(SET PROBLEM 1) Revise the passage of the article on Rajapaksa's resignation between "The 73-year-old signed" and "sacking was illegal.", inclusive, and give it back with "embattled" changed to "beleaguered".

(PAGE)

Rajapaksa Resigns As Sri Lanka’s Prime Minister
After clinging on to power for nearly two months, Sri Lanka’s ex-strongman Mahinda Rajapaksa, who was appointed Prime Minister by President Maithripala Sirisena in a controversial move, resigned on Saturday to end the political turmoil and pave way for the return of ousted premier Ranil Wickremesinghe.
The 73-year-old signed a letter of resignation during a multi-religious service at his home in Colombo that was attended by several lawmakers of United People’s Freedom Alliance, Buddhist and other religious leaders.
Sirisena also agreed to reinstate Wickremesinghe on Sunday despite previously insisting that he would never reappoint him as Prime Minister. Rajapaksa resigned after two crucial Supreme Court decisions made the embattled former strongman’s efforts to cling to premiership untenable.
He was appointed as Prime Minister on Oct. 26 by Sirisena in a controversial move after sacking Wickremesinghe, which plunged the country into an unprecedented constitutional crisis.
Wickremesinghe had refused to step down asserting that his sacking was illegal.
Rajapaksa had sought to secure a majority in the 225-member Parliament but failed. Sirisena then dissolved Parliament and called snap elections on Jan. 5.

(INFORMATION SUPPLIED)
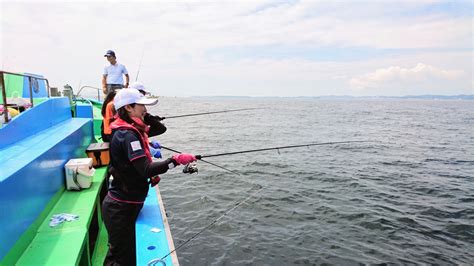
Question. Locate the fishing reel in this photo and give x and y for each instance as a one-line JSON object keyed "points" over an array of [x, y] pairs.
{"points": [[190, 168]]}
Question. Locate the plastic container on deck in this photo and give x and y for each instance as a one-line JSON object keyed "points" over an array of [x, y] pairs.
{"points": [[79, 173]]}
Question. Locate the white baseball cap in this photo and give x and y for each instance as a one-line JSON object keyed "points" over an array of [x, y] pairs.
{"points": [[129, 96], [138, 85]]}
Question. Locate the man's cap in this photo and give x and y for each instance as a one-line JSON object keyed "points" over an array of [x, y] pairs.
{"points": [[139, 86], [110, 53], [129, 96]]}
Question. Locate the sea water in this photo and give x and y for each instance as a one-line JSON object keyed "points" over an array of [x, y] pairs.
{"points": [[406, 196]]}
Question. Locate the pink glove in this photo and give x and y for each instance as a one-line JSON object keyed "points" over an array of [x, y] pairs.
{"points": [[184, 158]]}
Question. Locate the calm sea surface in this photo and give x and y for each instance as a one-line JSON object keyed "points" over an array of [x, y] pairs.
{"points": [[404, 197]]}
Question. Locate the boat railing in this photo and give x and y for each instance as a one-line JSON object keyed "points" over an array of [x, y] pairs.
{"points": [[32, 79], [89, 87]]}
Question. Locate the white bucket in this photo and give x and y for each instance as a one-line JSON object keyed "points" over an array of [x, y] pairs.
{"points": [[79, 173]]}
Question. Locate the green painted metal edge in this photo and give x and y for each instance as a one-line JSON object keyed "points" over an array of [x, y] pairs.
{"points": [[101, 247], [24, 241]]}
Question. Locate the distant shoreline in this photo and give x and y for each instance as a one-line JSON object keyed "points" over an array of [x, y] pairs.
{"points": [[346, 97]]}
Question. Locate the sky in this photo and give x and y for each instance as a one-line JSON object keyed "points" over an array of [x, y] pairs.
{"points": [[247, 48]]}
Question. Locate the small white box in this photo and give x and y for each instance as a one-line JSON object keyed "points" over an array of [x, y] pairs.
{"points": [[79, 173]]}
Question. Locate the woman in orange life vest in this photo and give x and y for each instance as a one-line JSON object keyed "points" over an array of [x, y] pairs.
{"points": [[133, 170]]}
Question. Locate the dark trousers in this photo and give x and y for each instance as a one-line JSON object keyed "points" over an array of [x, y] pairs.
{"points": [[119, 219]]}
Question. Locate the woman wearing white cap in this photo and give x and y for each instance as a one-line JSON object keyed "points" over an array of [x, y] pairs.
{"points": [[132, 169]]}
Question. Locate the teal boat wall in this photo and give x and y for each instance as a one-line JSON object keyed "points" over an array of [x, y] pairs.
{"points": [[34, 120], [34, 149]]}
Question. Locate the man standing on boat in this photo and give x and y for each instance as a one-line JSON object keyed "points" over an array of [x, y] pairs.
{"points": [[112, 77]]}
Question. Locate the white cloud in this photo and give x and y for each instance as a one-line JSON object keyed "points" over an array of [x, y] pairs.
{"points": [[416, 79], [66, 41]]}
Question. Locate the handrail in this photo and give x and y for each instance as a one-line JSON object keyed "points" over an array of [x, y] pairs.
{"points": [[98, 91], [30, 79]]}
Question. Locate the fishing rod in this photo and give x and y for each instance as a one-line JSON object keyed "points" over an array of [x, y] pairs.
{"points": [[234, 172], [140, 64], [208, 226], [199, 157], [206, 113]]}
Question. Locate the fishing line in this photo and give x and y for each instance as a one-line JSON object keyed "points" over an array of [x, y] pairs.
{"points": [[206, 113], [213, 222], [216, 165], [278, 148]]}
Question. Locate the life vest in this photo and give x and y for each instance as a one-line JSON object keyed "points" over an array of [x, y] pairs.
{"points": [[109, 114]]}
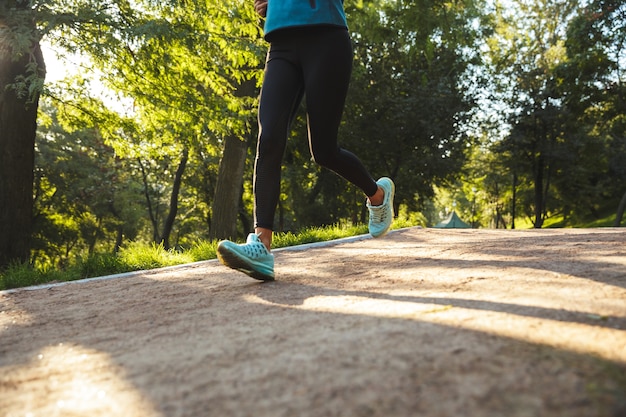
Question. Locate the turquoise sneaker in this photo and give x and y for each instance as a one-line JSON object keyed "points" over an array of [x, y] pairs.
{"points": [[382, 216], [251, 258]]}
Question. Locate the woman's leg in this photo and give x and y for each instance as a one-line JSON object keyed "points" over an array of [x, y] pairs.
{"points": [[281, 94], [327, 66]]}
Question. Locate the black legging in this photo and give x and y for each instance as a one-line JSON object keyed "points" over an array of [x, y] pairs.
{"points": [[316, 63]]}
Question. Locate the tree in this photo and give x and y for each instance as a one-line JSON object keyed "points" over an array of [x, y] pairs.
{"points": [[526, 50], [413, 91], [596, 90], [21, 74]]}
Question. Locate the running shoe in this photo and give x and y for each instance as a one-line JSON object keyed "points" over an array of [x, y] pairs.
{"points": [[252, 258], [382, 216]]}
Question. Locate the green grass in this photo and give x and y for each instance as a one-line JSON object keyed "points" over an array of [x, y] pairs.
{"points": [[137, 256]]}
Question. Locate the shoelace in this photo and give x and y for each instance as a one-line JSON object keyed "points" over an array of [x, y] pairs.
{"points": [[254, 250]]}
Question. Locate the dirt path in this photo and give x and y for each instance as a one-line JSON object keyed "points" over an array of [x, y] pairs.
{"points": [[423, 322]]}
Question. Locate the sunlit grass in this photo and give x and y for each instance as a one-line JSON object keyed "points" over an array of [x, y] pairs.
{"points": [[137, 256]]}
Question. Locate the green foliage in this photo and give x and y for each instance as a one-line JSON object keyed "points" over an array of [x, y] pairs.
{"points": [[140, 256]]}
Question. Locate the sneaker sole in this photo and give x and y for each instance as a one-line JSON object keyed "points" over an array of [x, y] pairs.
{"points": [[232, 260]]}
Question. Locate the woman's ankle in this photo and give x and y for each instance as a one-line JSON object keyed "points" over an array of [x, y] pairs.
{"points": [[265, 236]]}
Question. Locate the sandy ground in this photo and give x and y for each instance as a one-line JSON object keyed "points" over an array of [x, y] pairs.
{"points": [[423, 322]]}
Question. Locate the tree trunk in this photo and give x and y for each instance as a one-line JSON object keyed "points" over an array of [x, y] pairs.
{"points": [[171, 216], [228, 190], [620, 211], [18, 125], [539, 202], [227, 195]]}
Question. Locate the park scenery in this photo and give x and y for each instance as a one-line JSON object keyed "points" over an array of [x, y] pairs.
{"points": [[423, 322], [128, 136]]}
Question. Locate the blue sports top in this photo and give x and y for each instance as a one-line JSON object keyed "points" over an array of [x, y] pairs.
{"points": [[283, 14]]}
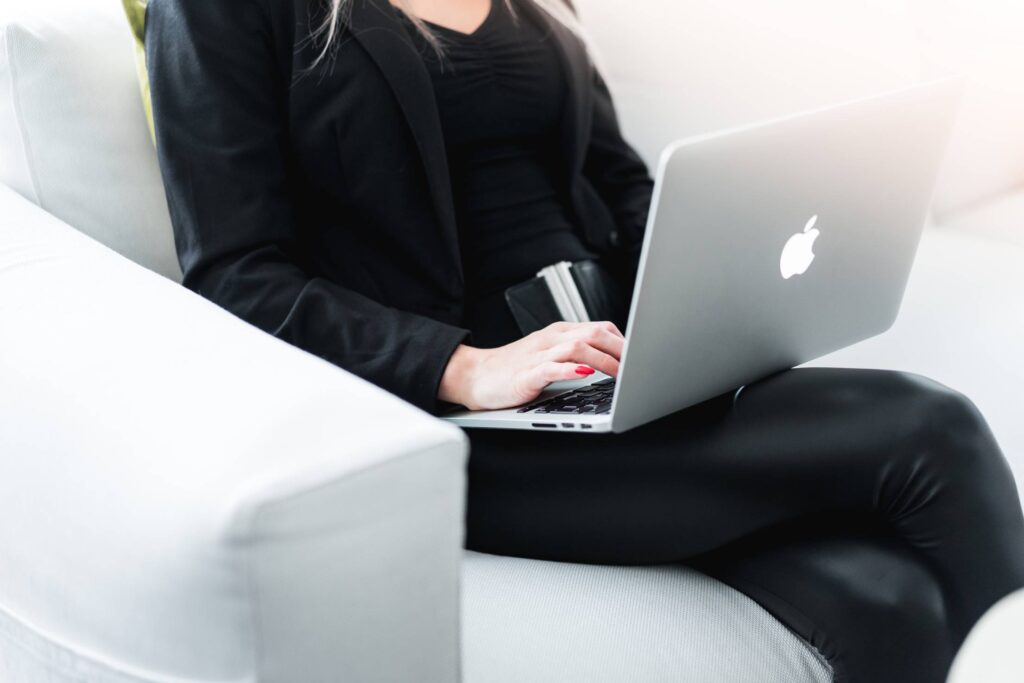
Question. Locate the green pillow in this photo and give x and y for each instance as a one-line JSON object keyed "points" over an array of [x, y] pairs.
{"points": [[135, 10]]}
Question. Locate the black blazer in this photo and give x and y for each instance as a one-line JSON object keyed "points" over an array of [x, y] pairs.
{"points": [[316, 204]]}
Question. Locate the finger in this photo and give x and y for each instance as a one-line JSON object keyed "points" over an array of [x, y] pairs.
{"points": [[552, 371], [582, 352], [600, 337]]}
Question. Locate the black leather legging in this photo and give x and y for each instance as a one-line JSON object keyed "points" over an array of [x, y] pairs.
{"points": [[869, 511]]}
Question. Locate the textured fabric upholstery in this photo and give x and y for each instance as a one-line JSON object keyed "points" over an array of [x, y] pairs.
{"points": [[185, 498], [73, 131], [559, 623]]}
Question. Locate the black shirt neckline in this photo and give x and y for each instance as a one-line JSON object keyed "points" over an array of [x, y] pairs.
{"points": [[462, 34]]}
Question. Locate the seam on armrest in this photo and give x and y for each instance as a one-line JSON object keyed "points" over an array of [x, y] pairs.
{"points": [[15, 100], [249, 539]]}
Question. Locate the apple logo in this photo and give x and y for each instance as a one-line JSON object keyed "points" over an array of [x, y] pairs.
{"points": [[799, 251]]}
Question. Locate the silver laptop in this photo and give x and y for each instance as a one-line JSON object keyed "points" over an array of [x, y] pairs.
{"points": [[766, 247]]}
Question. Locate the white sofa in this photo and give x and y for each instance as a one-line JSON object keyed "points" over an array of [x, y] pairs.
{"points": [[165, 516]]}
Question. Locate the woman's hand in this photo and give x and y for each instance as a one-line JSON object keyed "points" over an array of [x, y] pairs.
{"points": [[516, 374]]}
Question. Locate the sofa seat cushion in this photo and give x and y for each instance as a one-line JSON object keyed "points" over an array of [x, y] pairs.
{"points": [[560, 623]]}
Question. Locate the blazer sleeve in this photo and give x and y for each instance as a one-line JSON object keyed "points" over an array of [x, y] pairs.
{"points": [[615, 170], [220, 79]]}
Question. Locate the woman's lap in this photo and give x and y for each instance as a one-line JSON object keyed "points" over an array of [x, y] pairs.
{"points": [[893, 452]]}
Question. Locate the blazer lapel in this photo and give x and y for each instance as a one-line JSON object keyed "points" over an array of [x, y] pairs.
{"points": [[375, 26]]}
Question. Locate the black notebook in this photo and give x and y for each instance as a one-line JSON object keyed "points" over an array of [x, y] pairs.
{"points": [[573, 292]]}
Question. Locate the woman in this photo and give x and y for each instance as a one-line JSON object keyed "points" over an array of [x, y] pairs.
{"points": [[365, 180]]}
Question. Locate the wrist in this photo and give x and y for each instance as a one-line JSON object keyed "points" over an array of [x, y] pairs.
{"points": [[457, 382]]}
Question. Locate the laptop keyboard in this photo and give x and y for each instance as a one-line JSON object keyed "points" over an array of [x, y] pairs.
{"points": [[592, 399]]}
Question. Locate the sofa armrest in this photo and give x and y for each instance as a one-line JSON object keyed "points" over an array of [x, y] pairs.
{"points": [[183, 496]]}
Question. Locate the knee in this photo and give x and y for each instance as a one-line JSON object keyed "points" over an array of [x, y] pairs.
{"points": [[894, 620], [942, 426]]}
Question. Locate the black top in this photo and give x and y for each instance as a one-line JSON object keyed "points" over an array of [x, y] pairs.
{"points": [[501, 97], [312, 200]]}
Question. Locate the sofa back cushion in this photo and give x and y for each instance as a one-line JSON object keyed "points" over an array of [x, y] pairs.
{"points": [[984, 41], [680, 68], [73, 131]]}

(SET PROBLEM 2) Collect every line of the records above that contains the string "grass".

(SOLUTION 1)
The 73-year-old signed a letter of resignation during a multi-religious service at his home in Colombo that was attended by several lawmakers of United People’s Freedom Alliance, Buddhist and other religious leaders.
Sirisena also agreed to reinstate Wickremesinghe on Sunday despite previously insisting that he would never reappoint him as Prime Minister. Rajapaksa resigned after two crucial Supreme Court decisions made the beleaguered former strongman’s efforts to cling to premiership untenable.
He was appointed as Prime Minister on Oct. 26 by Sirisena in a controversial move after sacking Wickremesinghe, which plunged the country into an unprecedented constitutional crisis.
Wickremesinghe had refused to step down asserting that his sacking was illegal.

(SOLUTION 2)
Question. Locate the green grass in this photo and give x and y for each instance as a one-line JSON object keyed "points" over an array of [x, y] pairs.
Question. Locate the sunlit grass in this photo and give x and y for each instance as a one-line JSON object keyed "points" over an array of [x, y] pairs.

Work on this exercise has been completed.